Directions for this task
Return every line of the listing that contains the string "grass", matching case exactly.

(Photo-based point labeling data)
____

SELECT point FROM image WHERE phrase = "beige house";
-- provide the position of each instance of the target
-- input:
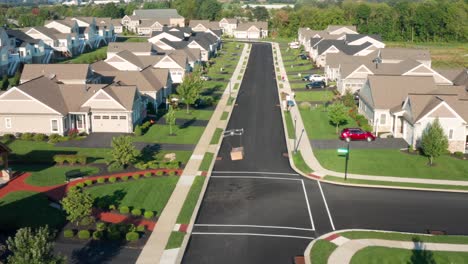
(44, 105)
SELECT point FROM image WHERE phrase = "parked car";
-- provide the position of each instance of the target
(349, 134)
(313, 85)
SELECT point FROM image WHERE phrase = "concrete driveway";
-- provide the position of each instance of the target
(379, 143)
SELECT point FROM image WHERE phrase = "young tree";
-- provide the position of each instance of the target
(190, 88)
(434, 142)
(170, 118)
(77, 204)
(33, 246)
(123, 151)
(338, 114)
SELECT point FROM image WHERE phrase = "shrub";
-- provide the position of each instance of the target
(27, 136)
(132, 236)
(39, 137)
(148, 214)
(97, 235)
(124, 209)
(101, 226)
(83, 234)
(136, 212)
(88, 182)
(68, 233)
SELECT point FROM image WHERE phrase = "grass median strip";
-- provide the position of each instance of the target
(216, 136)
(191, 201)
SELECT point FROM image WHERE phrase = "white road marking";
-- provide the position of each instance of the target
(249, 234)
(256, 172)
(308, 205)
(326, 205)
(253, 177)
(258, 226)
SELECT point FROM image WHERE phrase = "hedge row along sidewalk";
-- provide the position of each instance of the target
(369, 246)
(323, 174)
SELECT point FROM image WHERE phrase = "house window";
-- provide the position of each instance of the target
(54, 125)
(8, 122)
(383, 119)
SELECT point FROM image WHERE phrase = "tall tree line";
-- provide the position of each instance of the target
(432, 20)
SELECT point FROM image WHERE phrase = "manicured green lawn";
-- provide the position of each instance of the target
(47, 176)
(216, 136)
(149, 194)
(320, 252)
(191, 201)
(383, 161)
(44, 152)
(289, 124)
(21, 209)
(300, 163)
(207, 158)
(317, 125)
(175, 240)
(160, 134)
(314, 96)
(383, 255)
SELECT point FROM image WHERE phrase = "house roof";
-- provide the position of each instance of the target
(156, 13)
(60, 71)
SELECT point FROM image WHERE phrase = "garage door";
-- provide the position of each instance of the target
(110, 123)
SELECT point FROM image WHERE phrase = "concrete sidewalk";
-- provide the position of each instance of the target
(308, 155)
(154, 250)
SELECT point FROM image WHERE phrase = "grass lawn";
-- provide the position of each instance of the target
(382, 162)
(317, 125)
(175, 240)
(443, 54)
(160, 134)
(191, 201)
(300, 163)
(89, 57)
(321, 250)
(47, 176)
(207, 158)
(216, 136)
(21, 209)
(44, 152)
(149, 194)
(384, 255)
(314, 96)
(289, 124)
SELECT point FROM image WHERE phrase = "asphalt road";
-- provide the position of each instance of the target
(258, 210)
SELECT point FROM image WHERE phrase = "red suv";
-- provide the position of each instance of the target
(349, 134)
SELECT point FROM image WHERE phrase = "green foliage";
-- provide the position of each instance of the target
(123, 151)
(77, 204)
(338, 114)
(434, 142)
(32, 246)
(83, 234)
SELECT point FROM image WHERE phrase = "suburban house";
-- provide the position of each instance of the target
(228, 25)
(44, 105)
(405, 105)
(62, 73)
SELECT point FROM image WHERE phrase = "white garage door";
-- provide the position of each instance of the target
(110, 123)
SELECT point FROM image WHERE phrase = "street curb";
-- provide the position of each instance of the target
(188, 233)
(311, 176)
(311, 244)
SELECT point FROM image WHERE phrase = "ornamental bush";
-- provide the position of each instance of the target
(83, 234)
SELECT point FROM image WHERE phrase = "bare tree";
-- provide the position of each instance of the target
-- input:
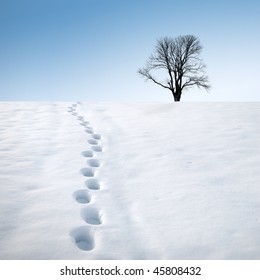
(180, 58)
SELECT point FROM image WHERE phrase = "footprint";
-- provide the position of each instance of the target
(82, 196)
(85, 123)
(83, 238)
(97, 148)
(87, 154)
(93, 142)
(91, 216)
(87, 172)
(93, 184)
(96, 136)
(93, 162)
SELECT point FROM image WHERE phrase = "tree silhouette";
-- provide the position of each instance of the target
(180, 59)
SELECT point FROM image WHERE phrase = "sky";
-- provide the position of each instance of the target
(90, 50)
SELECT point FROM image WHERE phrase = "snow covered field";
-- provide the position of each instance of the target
(129, 181)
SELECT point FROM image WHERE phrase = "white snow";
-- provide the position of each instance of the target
(129, 181)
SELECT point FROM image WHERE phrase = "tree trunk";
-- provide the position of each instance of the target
(176, 96)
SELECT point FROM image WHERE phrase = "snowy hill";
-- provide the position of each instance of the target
(129, 181)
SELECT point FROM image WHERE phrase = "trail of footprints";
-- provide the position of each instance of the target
(91, 216)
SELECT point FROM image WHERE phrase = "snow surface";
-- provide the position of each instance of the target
(129, 181)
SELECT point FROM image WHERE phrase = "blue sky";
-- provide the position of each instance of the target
(90, 50)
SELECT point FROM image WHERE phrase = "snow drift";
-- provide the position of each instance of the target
(129, 181)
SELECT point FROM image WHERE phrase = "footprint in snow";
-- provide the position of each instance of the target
(97, 148)
(87, 154)
(82, 196)
(87, 172)
(92, 141)
(96, 136)
(93, 162)
(91, 216)
(89, 130)
(83, 238)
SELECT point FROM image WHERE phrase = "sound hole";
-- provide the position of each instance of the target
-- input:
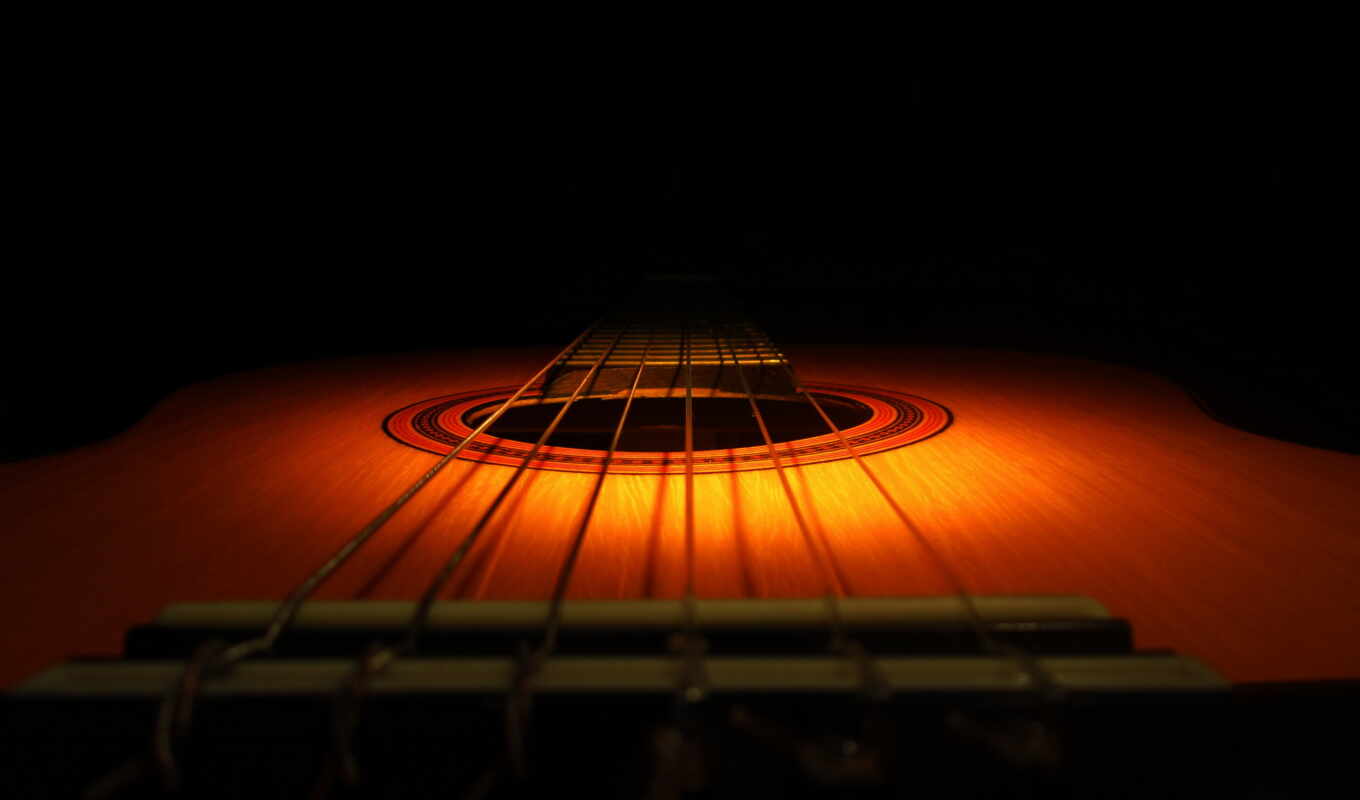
(657, 423)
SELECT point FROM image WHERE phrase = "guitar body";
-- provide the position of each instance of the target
(1056, 476)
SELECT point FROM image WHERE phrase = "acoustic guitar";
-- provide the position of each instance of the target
(671, 558)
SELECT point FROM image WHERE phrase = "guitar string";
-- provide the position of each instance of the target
(1042, 682)
(834, 584)
(378, 657)
(176, 706)
(691, 644)
(533, 661)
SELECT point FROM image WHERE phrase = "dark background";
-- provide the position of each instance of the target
(225, 218)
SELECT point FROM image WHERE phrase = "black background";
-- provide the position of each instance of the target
(185, 223)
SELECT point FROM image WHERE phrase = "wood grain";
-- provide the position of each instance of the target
(1058, 476)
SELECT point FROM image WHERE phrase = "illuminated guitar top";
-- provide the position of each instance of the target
(907, 506)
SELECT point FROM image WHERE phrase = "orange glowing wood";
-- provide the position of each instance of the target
(1057, 476)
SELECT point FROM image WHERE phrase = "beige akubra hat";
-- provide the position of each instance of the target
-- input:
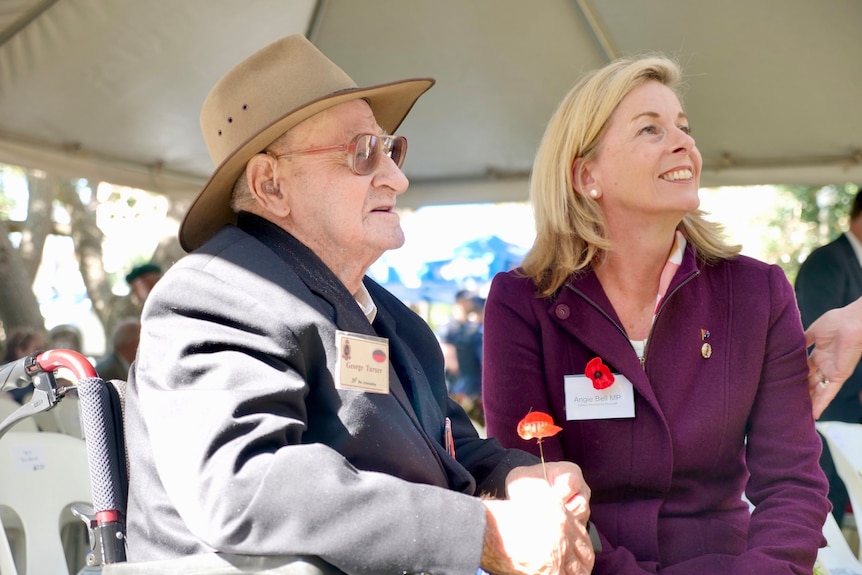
(264, 96)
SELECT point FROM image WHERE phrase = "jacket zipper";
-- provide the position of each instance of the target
(667, 296)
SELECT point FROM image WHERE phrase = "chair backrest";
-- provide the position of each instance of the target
(7, 562)
(42, 475)
(845, 445)
(7, 407)
(65, 417)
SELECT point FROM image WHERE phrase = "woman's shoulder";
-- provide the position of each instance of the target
(749, 273)
(512, 280)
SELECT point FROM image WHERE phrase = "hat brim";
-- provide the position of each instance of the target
(210, 210)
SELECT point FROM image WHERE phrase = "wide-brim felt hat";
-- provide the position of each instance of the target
(264, 96)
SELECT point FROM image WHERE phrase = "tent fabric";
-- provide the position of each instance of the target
(111, 89)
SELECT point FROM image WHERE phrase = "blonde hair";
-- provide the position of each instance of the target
(571, 229)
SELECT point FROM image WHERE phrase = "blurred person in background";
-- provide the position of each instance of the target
(124, 346)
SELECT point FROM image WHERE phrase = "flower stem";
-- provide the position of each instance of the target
(542, 455)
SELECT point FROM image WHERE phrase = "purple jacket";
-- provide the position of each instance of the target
(667, 484)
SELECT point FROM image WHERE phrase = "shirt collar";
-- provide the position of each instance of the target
(366, 304)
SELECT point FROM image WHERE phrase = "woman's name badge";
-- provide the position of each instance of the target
(363, 362)
(583, 401)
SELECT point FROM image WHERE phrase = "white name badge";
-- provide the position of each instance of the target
(363, 362)
(583, 401)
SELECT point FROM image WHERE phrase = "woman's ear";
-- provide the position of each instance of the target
(582, 178)
(262, 181)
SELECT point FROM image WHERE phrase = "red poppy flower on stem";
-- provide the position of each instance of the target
(538, 425)
(599, 373)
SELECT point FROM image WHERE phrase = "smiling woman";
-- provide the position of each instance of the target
(633, 327)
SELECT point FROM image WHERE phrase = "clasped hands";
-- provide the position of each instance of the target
(541, 528)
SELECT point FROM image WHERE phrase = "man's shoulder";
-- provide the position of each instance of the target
(837, 250)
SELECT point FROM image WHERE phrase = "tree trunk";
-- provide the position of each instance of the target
(18, 304)
(39, 222)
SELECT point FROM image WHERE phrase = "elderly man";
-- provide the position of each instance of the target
(283, 403)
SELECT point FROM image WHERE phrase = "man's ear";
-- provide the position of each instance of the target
(582, 177)
(261, 179)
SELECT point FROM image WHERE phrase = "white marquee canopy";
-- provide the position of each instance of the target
(111, 90)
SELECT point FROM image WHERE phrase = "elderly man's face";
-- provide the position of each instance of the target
(346, 219)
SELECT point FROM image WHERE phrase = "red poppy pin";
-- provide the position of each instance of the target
(537, 425)
(599, 373)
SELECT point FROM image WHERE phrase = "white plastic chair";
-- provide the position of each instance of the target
(7, 407)
(845, 444)
(41, 475)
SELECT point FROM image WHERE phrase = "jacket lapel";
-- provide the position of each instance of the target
(590, 327)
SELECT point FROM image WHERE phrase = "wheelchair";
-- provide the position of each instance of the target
(101, 405)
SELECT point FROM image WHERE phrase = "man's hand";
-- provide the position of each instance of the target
(534, 534)
(566, 481)
(837, 340)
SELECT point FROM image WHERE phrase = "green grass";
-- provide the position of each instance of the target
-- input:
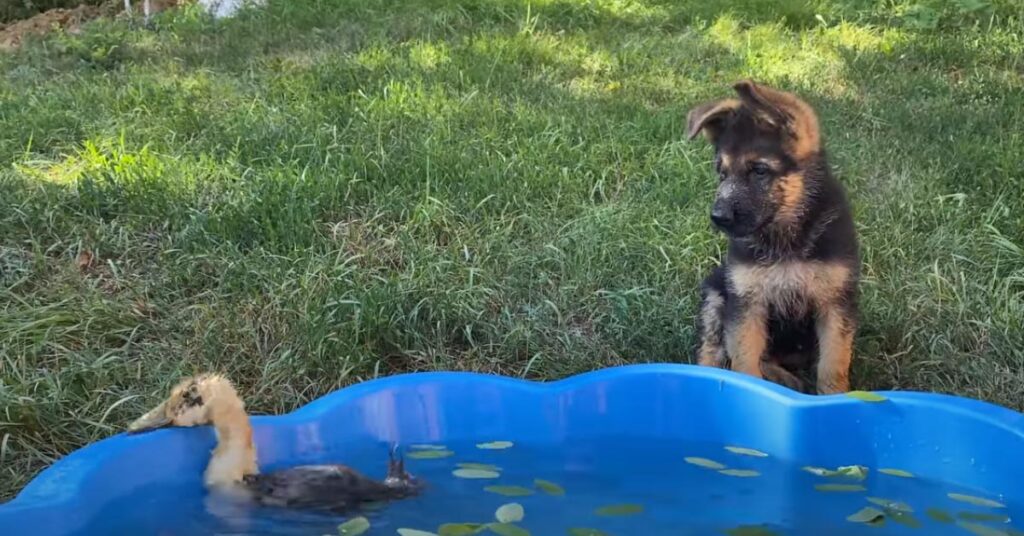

____

Result of this task
SELECT point FROM image WHERE phrase = "grass median strip";
SELECT point FROM image WHERE phrase = "grass lawn";
SELECT point FROM image WHERE phrase = "green grass";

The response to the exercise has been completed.